Written tasks —
**1.** Summarize the Splunk disk storage thread below in two sentences.
**2.** Based on the Splunk disk storage thread below, answer yes or no to each statement, (a) through (c), and quote the words of the thread that decide it.
(a) Splunk manages the lifecycle of data after it has been frozen.
(b) In a cluster with SF=3 and RF=3, the 53.5 TB grows to 160.4 TB of total disk space.
(c) The reply points to a good way to estimate storage for features such as Data Model Acceleration.
**3.** Answer these questions from the Splunk disk storage thread below.
(a) What retention policy does the user want?
(b) At what percentage of the raw size is the search metadata estimated?
(c) With a cluster of 7 indexers, about how much storage per indexer does the reply give for the data alone?

Selected excerpt —

#####

Knowledge Management

Calculate disk storage per month

ips_mandar
Builder

I want to calculate what disk storage is required per each month for indexing rate-300GB/day and retention policy=12 months
I have formula but not sure how to use it:

( Daily average indexing rate ) x ( retention policy ) x 1/2

I have already gone through it: http://docs.splunk.com/Documentation/Splunk/7.0.3/Capacity/HowSplunkcalculatesdiskstorage

any help on this will be great..
Thanks.

0 Karma
1 Solution

acharlieh
Influencer

Ok, so let's start that you are ingesting 300 GB/day. As Splunk compresses the raw data that it stores, what that page is saying is that an ingestion of 300 GB/day of logs could be stored on disk at a rate of 150 GB/day or so. (Note, that this compression ratio is a general estimate, and is highly dependent on the type of data you're ingesting as to how well it compresses, and how many terms Splunk pulls out into metadata).

Now let's assume you have a single server, and you just want to store these logs (in Splunk) for 365 days, by default that would be 150GB/day * 365 days -> 53.5 TB of storage at the end of the first year, at which point the first logs will start being frozen based on time (by default - deleted), as new ones come in. If you're wanting to ramp up to that amount... the first month you'll need 150GB/day * 30 days worth of data -> 4.4 TB, during the second month you'll need a total of (150GB/day * 60 days worth of data) -> 8.8 TB total (as you're keeping the first month in addition to the second month) and so on.

If you're not deleting data at the end of your Splunk retention, then you'll need to figure in the amount of time that you keep the data in frozen storage on disk. Splunk itself doesn't manage the lifecycle of data after it has been frozen.

When you introduce features like Indexer Clustering, this gets more complex, as you now store multiple copies of the raw data (replication factor or RF - estimated at 15% of the raw size) and the search metadata (search factor or SF - estimated as 35% of the raw size) across multiple servers, providing you with nice safety guarantees... Let's say you have a cluster with SF=3 and RF=3 and keeping the same amount of data... your 53.5 TB has now turned into 160.4 TB in total disk space... If you have a cluster of 7 indexers this means around 22.9 TB per indexer for the data storage alone.

We can add other features to your environment like Data Model Acceleration, Report Acceleration, and Summary Indexing where Splunk is automatically or on a schedule running searches and gathering statistics about your data so that your searches can leverage those statistics and perform faster/better/for longer time periods on demand at the cost of execution time in off hours, as well as some additional disk space to store the summary data.

There's also a possibility of reducing space required on disk through TSIDX Reduction, where after a certain age Splunk throws away portions of the search metadata, saving disk, at the cost of possibly requiring rebuilding the same metadata during a search whose time period crosses a particular threshold.

If you want to play with some of the basic storage options, there's a tool available at https://splunk-sizing.appspot.com/
But I don't know of any good way to estimate storage requirements for leveraging any of these other features that I've mentioned.

#####

Given data —
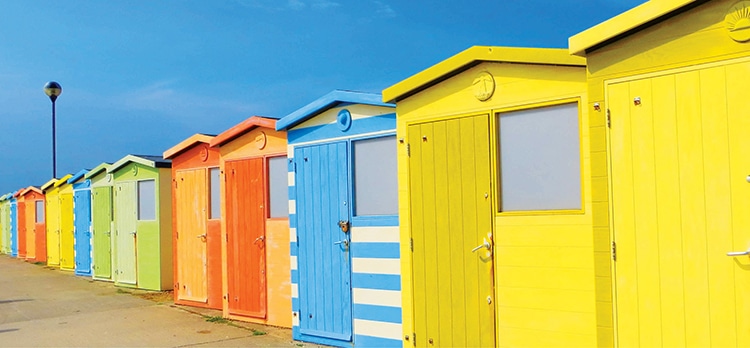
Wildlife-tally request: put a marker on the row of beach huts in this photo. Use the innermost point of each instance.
(591, 196)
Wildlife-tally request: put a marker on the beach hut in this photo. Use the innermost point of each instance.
(4, 225)
(101, 221)
(82, 222)
(52, 218)
(493, 161)
(255, 222)
(343, 211)
(20, 226)
(196, 222)
(142, 220)
(670, 123)
(13, 223)
(65, 215)
(31, 218)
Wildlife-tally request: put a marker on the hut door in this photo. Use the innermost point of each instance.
(102, 224)
(190, 203)
(680, 202)
(52, 210)
(67, 240)
(82, 212)
(451, 226)
(322, 191)
(125, 230)
(246, 241)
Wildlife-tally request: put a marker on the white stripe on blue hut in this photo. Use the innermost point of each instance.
(346, 279)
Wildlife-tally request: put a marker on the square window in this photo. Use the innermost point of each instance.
(147, 200)
(375, 176)
(278, 187)
(540, 159)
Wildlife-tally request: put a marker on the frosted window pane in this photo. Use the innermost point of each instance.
(278, 187)
(375, 177)
(146, 200)
(214, 177)
(540, 160)
(39, 218)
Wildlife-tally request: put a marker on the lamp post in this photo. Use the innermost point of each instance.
(53, 90)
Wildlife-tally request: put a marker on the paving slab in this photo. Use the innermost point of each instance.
(45, 307)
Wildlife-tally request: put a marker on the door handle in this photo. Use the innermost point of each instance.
(739, 253)
(485, 245)
(345, 242)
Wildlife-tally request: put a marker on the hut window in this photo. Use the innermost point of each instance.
(39, 212)
(146, 200)
(278, 187)
(214, 180)
(375, 177)
(540, 159)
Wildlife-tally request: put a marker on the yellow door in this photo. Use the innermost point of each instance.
(67, 252)
(680, 160)
(191, 202)
(451, 215)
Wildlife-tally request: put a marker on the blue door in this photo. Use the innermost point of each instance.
(13, 228)
(322, 182)
(82, 226)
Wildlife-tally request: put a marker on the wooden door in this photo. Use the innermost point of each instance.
(322, 194)
(125, 232)
(82, 228)
(67, 253)
(246, 253)
(52, 211)
(451, 217)
(102, 229)
(191, 190)
(680, 203)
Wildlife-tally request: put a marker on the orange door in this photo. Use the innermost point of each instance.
(246, 255)
(190, 204)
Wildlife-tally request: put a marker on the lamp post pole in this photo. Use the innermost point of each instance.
(53, 90)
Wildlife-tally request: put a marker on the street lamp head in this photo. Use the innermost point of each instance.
(53, 90)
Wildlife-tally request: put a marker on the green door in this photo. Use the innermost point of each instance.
(125, 232)
(102, 225)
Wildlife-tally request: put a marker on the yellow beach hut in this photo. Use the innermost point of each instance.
(495, 200)
(670, 118)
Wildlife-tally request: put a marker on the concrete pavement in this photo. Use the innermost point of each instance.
(45, 307)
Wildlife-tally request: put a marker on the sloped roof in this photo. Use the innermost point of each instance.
(146, 160)
(188, 143)
(49, 184)
(624, 23)
(102, 167)
(472, 57)
(77, 176)
(242, 128)
(328, 101)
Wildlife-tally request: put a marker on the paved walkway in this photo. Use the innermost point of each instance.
(45, 307)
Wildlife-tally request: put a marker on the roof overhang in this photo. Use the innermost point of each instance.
(186, 144)
(242, 128)
(624, 23)
(328, 101)
(98, 169)
(472, 57)
(146, 160)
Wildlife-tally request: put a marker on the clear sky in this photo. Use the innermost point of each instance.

#####

Results of the tasks —
**1.** A user indexing 300 GB/day with a 12-month retention policy asks how to use the formula (daily average indexing rate) x (retention policy) x 1/2 to work out the disk storage needed each month. The reply explains that compression brings this to roughly 150 GB/day on disk, about 4.4 TB after the first month, 8.8 TB after the second, and 53.5 TB after a year on a single server, and notes that indexer clustering, acceleration and summary features, and TSIDX reduction change the requirement.

**2.**
(a) No: "Splunk itself doesn't manage the lifecycle of data after it has been frozen."
(b) Yes: "your 53.5 TB has now turned into 160.4 TB in total disk space"
(c) No: "But I don't know of any good way to estimate storage requirements for leveraging any of these other features that I've mentioned."

**3.**
(a) 12 months.
(b) 35% of the raw size.
(c) Around 22.9 TB per indexer.